The request — Below is a listing; reproduce each line of it exactly.

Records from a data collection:
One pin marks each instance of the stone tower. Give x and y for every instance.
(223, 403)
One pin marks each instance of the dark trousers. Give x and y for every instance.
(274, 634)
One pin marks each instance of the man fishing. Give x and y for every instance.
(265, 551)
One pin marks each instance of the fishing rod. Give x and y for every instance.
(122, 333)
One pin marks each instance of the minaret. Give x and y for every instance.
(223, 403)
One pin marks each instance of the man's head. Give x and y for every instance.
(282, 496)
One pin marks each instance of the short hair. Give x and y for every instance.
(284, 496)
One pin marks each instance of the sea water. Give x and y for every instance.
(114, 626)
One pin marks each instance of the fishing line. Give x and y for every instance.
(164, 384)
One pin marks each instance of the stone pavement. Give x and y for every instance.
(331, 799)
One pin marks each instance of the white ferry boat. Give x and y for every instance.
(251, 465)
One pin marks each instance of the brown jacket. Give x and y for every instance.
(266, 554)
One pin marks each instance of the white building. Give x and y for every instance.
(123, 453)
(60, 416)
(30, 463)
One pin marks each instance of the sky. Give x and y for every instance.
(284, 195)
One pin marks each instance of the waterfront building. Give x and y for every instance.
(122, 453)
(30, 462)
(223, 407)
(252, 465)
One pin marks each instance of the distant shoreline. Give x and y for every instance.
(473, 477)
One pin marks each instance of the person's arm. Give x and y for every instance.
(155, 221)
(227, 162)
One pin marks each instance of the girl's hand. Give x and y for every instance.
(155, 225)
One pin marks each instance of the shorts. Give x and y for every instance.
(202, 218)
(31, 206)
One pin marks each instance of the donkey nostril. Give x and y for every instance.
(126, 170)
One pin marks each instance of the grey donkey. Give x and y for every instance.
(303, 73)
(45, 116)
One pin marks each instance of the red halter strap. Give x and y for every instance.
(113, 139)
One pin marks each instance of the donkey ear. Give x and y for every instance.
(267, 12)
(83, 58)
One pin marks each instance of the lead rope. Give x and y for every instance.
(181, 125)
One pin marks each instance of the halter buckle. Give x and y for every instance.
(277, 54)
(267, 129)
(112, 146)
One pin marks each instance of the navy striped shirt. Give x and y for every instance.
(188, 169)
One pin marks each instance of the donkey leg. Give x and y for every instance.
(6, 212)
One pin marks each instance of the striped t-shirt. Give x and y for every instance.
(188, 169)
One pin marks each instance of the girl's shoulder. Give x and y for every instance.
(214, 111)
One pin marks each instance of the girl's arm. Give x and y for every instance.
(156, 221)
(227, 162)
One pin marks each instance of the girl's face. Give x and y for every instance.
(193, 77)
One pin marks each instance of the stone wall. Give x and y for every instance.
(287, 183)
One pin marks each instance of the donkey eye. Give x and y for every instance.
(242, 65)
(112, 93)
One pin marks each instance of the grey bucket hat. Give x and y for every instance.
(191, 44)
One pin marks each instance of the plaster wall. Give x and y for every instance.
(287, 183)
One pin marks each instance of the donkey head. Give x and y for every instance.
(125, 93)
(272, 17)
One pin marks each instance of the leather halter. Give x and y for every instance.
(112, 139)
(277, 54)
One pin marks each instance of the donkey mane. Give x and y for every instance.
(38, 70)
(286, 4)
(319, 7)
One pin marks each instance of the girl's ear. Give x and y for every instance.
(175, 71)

Exercise output —
One pin marks each instance of the stone tower. Give x and y for every instance.
(223, 403)
One pin marks each instance of the dark trousers. Give x and y for every instance.
(274, 634)
One pin marks each instance of the man fishing. Give x and y for every instance.
(265, 551)
One pin marks each instance of the fishing rod. Give x and y for every instance.
(122, 333)
One pin marks each instance of the minaret. Give x and y for every instance.
(223, 403)
One pin marks each instance of the man's head. Give x and y for every instance.
(282, 496)
One pin marks each instance of the short hair. Give x and y for every instance.
(284, 496)
One pin marks each instance of the sea water. Give x and y for every instance.
(114, 626)
One pin marks each instance of the fishing line. Give x and y for every instance.
(164, 384)
One pin marks each instance of the stone pavement. Give x and y for every instance.
(331, 799)
One pin marks each instance of the white ferry boat. Give x and y for every instance.
(251, 465)
One pin marks each instance of the brown jacket. Give x and y for every instance.
(266, 554)
One pin marks each instance of the white building. Give x and y for every instance.
(123, 453)
(60, 416)
(30, 463)
One pin marks each instance of the sky. Give x and y for every instance.
(284, 195)
One pin marks each instance of the waterfront building. Give x and y for every instance.
(122, 453)
(30, 462)
(223, 407)
(252, 465)
One pin marks each instance of the distant shoreline. Give x and y for every instance.
(473, 477)
One pin marks each instance of the person's arm. Give x and y for every instance.
(155, 221)
(227, 162)
One pin marks each instance of the girl's hand. Give x and y for every instance.
(155, 225)
One pin marks each instance of the shorts. Give x and y for every instance.
(202, 218)
(31, 206)
One pin marks each instance of the donkey nostril. Give x and y for every instance.
(126, 170)
One pin marks each instance of the grey donkey. Give x and y for every instance.
(303, 73)
(45, 116)
One pin marks each instance of the red halter strap. Give x and y for every instance.
(113, 139)
One pin marks each instance of the donkey ear. Give x and y for every instance.
(267, 12)
(83, 58)
One pin marks each instance of the lead rope. Give x and y for every instance.
(181, 125)
One pin marks each instance of the halter buckle. Give x and y for every instance.
(277, 54)
(267, 129)
(112, 146)
One pin marks each instance of the navy striped shirt. Give x and y for every instance.
(188, 169)
One pin marks each instance of the donkey leg. Give x and y for every instance.
(6, 212)
One pin marks each instance of the striped t-shirt. Give x and y for every instance.
(188, 169)
One pin marks each instance of the girl's shoulder. Give x and y for every instance.
(214, 111)
One pin marks each instance of the girl's arm. Give x and y for every instance.
(156, 221)
(227, 162)
One pin marks each instance of the girl's face. Give x and y for every instance.
(193, 77)
One pin marks each instance of the stone wall. Give x and y for every instance.
(287, 183)
One pin marks each instance of the donkey eye. Give x and y for every instance.
(242, 65)
(112, 93)
One pin marks each instance of the grey bucket hat. Give x and y for every instance.
(191, 44)
One pin marks each instance of the plaster wall. Give x and y for every instance.
(287, 183)
One pin marks each instance of the donkey head. Give x and y for every instance.
(125, 93)
(272, 17)
One pin marks each instance of the leather halter. Give x and y for every instance.
(112, 139)
(277, 54)
One pin marks each instance of the donkey mane. Give x and y for every instance.
(38, 70)
(286, 4)
(319, 7)
One pin marks each instance of the girl's ear. Give x and y for every instance.
(175, 71)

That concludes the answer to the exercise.